(TASK MATERIAL Opens)
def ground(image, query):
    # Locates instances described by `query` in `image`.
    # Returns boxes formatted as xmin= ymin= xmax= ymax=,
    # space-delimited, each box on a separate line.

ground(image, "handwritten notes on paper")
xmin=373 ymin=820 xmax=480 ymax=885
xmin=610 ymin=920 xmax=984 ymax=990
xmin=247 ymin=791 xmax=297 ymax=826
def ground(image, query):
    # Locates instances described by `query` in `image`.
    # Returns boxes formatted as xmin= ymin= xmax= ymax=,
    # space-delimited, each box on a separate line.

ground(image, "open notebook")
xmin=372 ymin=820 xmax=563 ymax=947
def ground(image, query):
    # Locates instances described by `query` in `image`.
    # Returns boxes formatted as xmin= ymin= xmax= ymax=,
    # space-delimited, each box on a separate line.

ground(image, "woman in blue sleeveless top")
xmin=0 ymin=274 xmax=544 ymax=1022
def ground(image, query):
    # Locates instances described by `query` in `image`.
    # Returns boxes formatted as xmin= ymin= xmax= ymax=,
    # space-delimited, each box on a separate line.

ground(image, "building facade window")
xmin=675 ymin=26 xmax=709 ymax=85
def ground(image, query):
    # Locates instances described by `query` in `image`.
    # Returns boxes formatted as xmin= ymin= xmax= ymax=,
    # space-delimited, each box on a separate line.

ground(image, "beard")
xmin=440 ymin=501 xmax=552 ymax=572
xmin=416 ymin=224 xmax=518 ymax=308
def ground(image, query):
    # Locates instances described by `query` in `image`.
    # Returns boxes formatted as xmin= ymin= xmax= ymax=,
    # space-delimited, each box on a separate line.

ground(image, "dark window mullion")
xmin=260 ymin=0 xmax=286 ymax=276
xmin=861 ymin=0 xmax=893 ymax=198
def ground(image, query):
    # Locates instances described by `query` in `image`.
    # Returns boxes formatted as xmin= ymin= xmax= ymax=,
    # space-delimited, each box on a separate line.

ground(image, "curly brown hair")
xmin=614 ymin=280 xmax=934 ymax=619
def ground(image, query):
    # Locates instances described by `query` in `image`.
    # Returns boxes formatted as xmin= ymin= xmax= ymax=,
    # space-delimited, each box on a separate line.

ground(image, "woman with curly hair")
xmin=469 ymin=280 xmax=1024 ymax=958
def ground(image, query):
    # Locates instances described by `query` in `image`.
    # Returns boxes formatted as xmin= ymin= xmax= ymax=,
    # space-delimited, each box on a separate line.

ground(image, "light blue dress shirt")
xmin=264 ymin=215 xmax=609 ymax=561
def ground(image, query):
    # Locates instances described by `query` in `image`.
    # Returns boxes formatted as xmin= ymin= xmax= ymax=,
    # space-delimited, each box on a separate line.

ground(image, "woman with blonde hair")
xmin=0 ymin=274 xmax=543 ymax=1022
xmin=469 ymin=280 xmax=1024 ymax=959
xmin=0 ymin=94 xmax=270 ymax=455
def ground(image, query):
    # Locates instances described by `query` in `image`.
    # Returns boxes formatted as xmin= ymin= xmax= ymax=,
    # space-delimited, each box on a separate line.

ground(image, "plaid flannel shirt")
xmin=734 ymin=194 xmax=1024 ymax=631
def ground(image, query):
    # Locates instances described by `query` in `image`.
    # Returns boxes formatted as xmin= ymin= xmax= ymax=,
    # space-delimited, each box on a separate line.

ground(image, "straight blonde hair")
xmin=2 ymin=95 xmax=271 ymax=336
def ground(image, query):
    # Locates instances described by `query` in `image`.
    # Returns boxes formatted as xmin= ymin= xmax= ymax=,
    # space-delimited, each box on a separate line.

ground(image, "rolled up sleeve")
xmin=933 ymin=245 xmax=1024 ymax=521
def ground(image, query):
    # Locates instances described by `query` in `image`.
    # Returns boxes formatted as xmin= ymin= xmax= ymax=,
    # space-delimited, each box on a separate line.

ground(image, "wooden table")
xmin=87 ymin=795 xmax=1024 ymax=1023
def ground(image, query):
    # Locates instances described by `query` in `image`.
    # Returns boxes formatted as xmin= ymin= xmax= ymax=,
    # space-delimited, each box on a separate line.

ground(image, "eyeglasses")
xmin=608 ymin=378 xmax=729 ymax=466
(TASK MATERIAL Closes)
### WHAT YOU ARE ASKED TO DO:
Repeat the whole listing, keeping every word exactly as it is.

### RESPONSE FOR THIS EXERCISE:
def ground(image, query):
    # Locates instances described by `query` in `image`.
    # Returns boxes formatted as xmin= ymin= xmax= ymax=,
    # space-delimited, each box on a separate line.

ground(image, "handwritten notes on paper")
xmin=373 ymin=820 xmax=480 ymax=885
xmin=610 ymin=920 xmax=984 ymax=990
xmin=247 ymin=791 xmax=297 ymax=826
def ground(image, query):
    # Locates instances described by `query` in `image`.
    # Returns boxes formatted as xmin= ymin= xmax= ymax=,
    # space-delimited, each box on a separate line.

ground(image, "open notebook")
xmin=372 ymin=820 xmax=563 ymax=947
def ground(image, query):
    # Locates instances described by `query` in `image`.
    # Returns boxes formatted as xmin= ymin= xmax= ymax=,
    # space-delimited, each box on a separate line.

ground(image, "woman in blue sleeveless top")
xmin=0 ymin=274 xmax=544 ymax=1022
def ground(image, query):
    # Locates instances described by `query` in `image`.
    # Returns boxes formatted as xmin= ymin= xmax= ymax=,
    # space-delimited, each box on a separate line.

ground(image, "building facade window")
xmin=675 ymin=26 xmax=709 ymax=85
def ground(image, query):
    # Locates instances described by `query` in `image`.
    # Returns boxes formatted as xmin= ymin= xmax= ymax=,
    # space-delimited, each box on a separate line.

ground(image, "beard")
xmin=440 ymin=501 xmax=552 ymax=572
xmin=416 ymin=224 xmax=518 ymax=308
def ground(image, query):
    # Locates instances described by `query` in `image`.
    # Returns boxes formatted as xmin= ymin= xmax= ymax=,
    # space-delimited, each box on a separate line.

ground(image, "dark window mullion")
xmin=260 ymin=0 xmax=286 ymax=276
xmin=861 ymin=0 xmax=893 ymax=198
def ground(image, query):
    # Locates instances described by `query` in `image`.
    # Returns boxes formatted as xmin= ymin= xmax= ymax=,
    # space-delimited, each box on a separate line.

ground(image, "curly brown hair")
xmin=614 ymin=280 xmax=934 ymax=619
def ground(image, query):
    # Locates instances described by `query` in `image`.
    # Returns boxes formatted as xmin= ymin= xmax= ymax=,
    # space-delimited, each box on a separate line.

ground(image, "woman with curly hair")
xmin=469 ymin=280 xmax=1024 ymax=958
def ground(image, query):
    # Locates instances described by `query` in `image`.
    # Returns boxes formatted as xmin= ymin= xmax= ymax=,
    # space-delimited, each box on a separate line.

ground(image, "light blue dress shirt")
xmin=264 ymin=215 xmax=609 ymax=561
def ground(image, query):
    # Locates instances described by `query` in `image`.
    # Returns boxes formatted as xmin= ymin= xmax= ymax=,
    # space-delimited, each box on a separate line.

ground(image, "woman with blonde hair")
xmin=0 ymin=274 xmax=543 ymax=1022
xmin=469 ymin=280 xmax=1024 ymax=959
xmin=0 ymin=94 xmax=270 ymax=455
def ground(image, query):
    # Locates instances described by `query` in `image`.
    # Returns boxes formatted as xmin= ymin= xmax= ymax=,
    # space-delimited, each box on a separate line.

ground(image, "plaid flannel shirt")
xmin=734 ymin=194 xmax=1024 ymax=631
def ground(image, query):
    # Locates instances described by `query` in `image`.
    # Returns boxes formatted as xmin= ymin= xmax= ymax=,
    # space-delimited, each box on a separate line.

ground(image, "straight blonde hair")
xmin=2 ymin=95 xmax=271 ymax=336
def ground(image, query):
    # Locates instances described by `query` in `image`.
    # Returns boxes formatted as xmin= ymin= xmax= ymax=,
    # space-delimited, each box on a separate line.

ground(image, "rolled up sleeve")
xmin=933 ymin=245 xmax=1024 ymax=521
def ground(image, query):
    # Locates instances described by `query` in `image`.
    # Returns boxes formatted as xmin= ymin= xmax= ymax=,
    # space-delimited, each box on a separate line.

ground(image, "wooden table")
xmin=87 ymin=795 xmax=1024 ymax=1023
def ground(image, query):
    # Locates instances described by `query` in `image`.
    # Returns boxes formatted as xmin= ymin= xmax= ymax=,
    # space-delimited, each box on a separate line.

ground(image, "eyeglasses")
xmin=608 ymin=378 xmax=729 ymax=466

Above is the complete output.